* Exercise objective:
Lay out the stretch of the entries below from the line that contains "Where can you spot the haze" through the line that contains "(1109, 474)" as a Markdown table with the columns Row and Line. Number each line in Row, put its text in Line, and skip any blank lines.

* The data:
= = = = =
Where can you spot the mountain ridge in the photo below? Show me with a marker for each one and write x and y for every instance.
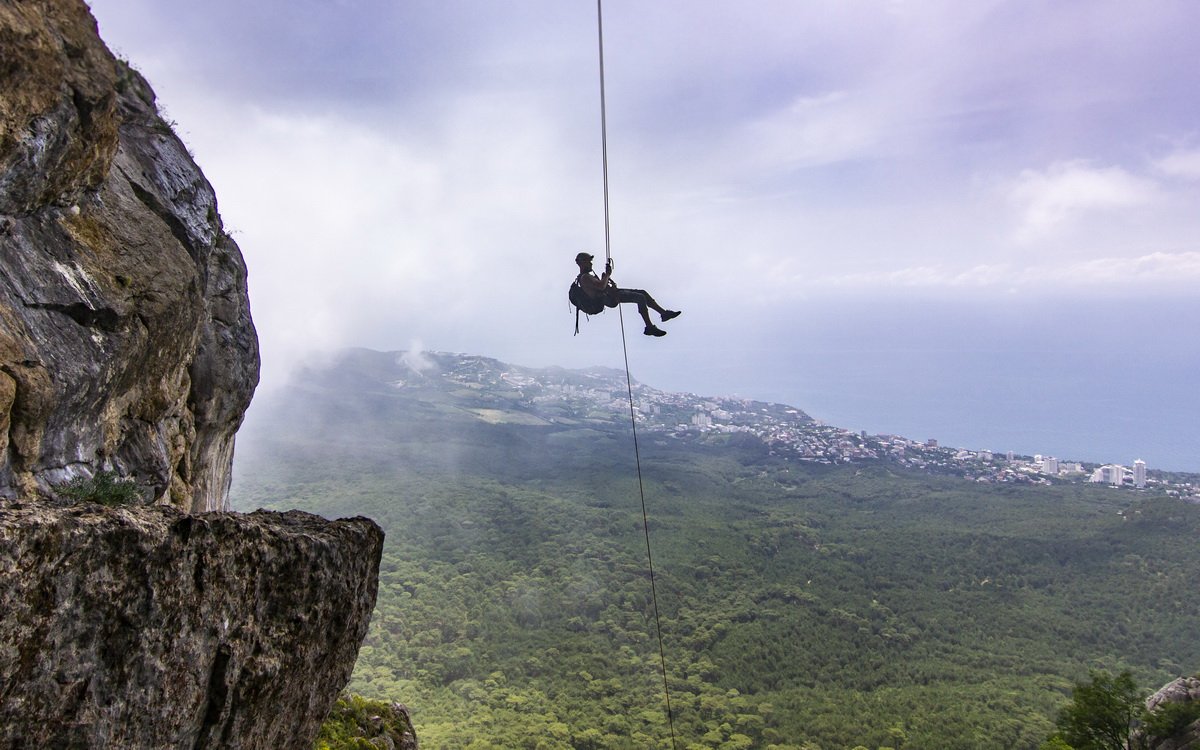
(491, 389)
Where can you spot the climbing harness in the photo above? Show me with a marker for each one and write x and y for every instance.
(629, 379)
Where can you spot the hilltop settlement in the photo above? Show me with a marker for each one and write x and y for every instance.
(600, 397)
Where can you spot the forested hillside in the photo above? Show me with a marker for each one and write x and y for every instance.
(802, 605)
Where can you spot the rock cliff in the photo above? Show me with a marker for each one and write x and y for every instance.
(126, 342)
(127, 351)
(151, 628)
(1182, 731)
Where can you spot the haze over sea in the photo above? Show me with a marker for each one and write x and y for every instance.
(1107, 381)
(969, 221)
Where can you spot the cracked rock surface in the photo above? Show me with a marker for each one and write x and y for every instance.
(151, 628)
(126, 342)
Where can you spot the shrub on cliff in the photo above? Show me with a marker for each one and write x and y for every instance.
(361, 724)
(106, 489)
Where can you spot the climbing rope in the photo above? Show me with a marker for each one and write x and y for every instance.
(629, 379)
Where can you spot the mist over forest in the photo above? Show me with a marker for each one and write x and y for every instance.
(802, 605)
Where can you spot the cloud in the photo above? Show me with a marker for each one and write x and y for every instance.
(1156, 269)
(1066, 191)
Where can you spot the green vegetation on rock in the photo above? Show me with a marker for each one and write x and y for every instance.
(106, 489)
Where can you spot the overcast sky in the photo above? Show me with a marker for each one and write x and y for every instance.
(924, 217)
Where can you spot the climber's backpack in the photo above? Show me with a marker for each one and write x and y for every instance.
(587, 304)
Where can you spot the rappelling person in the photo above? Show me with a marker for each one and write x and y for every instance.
(603, 292)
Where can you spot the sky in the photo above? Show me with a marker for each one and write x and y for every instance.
(970, 221)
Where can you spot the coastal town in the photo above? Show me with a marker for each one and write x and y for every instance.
(601, 397)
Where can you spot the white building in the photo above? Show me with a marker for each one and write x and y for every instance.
(1139, 473)
(1109, 474)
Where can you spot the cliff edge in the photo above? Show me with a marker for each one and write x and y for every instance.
(126, 342)
(150, 628)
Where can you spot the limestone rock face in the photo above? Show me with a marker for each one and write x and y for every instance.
(126, 342)
(150, 628)
(1182, 690)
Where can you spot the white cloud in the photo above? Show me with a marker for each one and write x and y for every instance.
(1068, 190)
(1157, 269)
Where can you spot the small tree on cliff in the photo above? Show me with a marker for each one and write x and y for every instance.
(1099, 715)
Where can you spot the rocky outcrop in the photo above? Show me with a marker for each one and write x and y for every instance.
(126, 342)
(364, 723)
(1183, 733)
(150, 628)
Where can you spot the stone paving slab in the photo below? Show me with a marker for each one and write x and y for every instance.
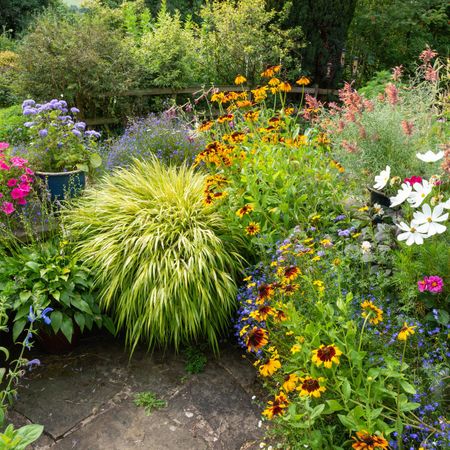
= = = = =
* Answer for the task:
| Row | Line |
|---|---|
| 1 | Where can you spot the haze over sea in the photo above? Show me with a marker for each one and write x and y for every instance. |
| 2 | (1107, 381) |
| 3 | (969, 221) |
| 4 | Where can you spot the cracked rock surface in the photo above? Show me with a marker for each one and write x and y for every instance. |
| 5 | (151, 628) |
| 6 | (126, 342) |
| 7 | Where can you spot the shrub on cliff in the photo above? Show me with a marker for each one and write x and y for every instance. |
| 8 | (361, 724) |
| 9 | (106, 489) |
| 10 | Where can you spot the climbing rope in the photo above? Show me with a marker for each one and write x and y for every instance. |
| 11 | (629, 379) |
| 12 | Where can you spot the mist over forest in the photo above? Show me with a marker for each one and write x and y for every instance. |
| 13 | (802, 605) |
| 14 | Where can you spot the cloud in the photo above? Show me with a marker for each one and write x and y for every instance. |
| 15 | (1156, 269) |
| 16 | (1066, 191) |
| 17 | Where can you spot the green vegetation on rock in the photo above? Show me with a marker for each one and write x and y for every instance. |
| 18 | (106, 489) |
| 19 | Where can you spot the overcast sky in the photo above? Show me with a marker for each one and write x and y for every instance. |
| 20 | (924, 217) |
| 21 | Where can you spot the climber's backpack in the photo above? Show me with a marker for each one and write x and y for every instance. |
| 22 | (587, 304) |
| 23 | Where can you spot the rappelling person in the photo above? Show me with a marker for each one and write x and y for every instance. |
| 24 | (603, 292) |
| 25 | Where can you spot the sky in the photo above? Show me with a marker for each one and write x and y for every instance. |
| 26 | (970, 221) |
| 27 | Where can you spot the coastal town in the photo above? Show me with a marker for each one and write x and y for every instance. |
| 28 | (601, 397) |
| 29 | Where can you spot the white building in the photo above? Show me with a marker for each one and write x and y for every instance. |
| 30 | (1139, 473) |
| 31 | (1109, 474) |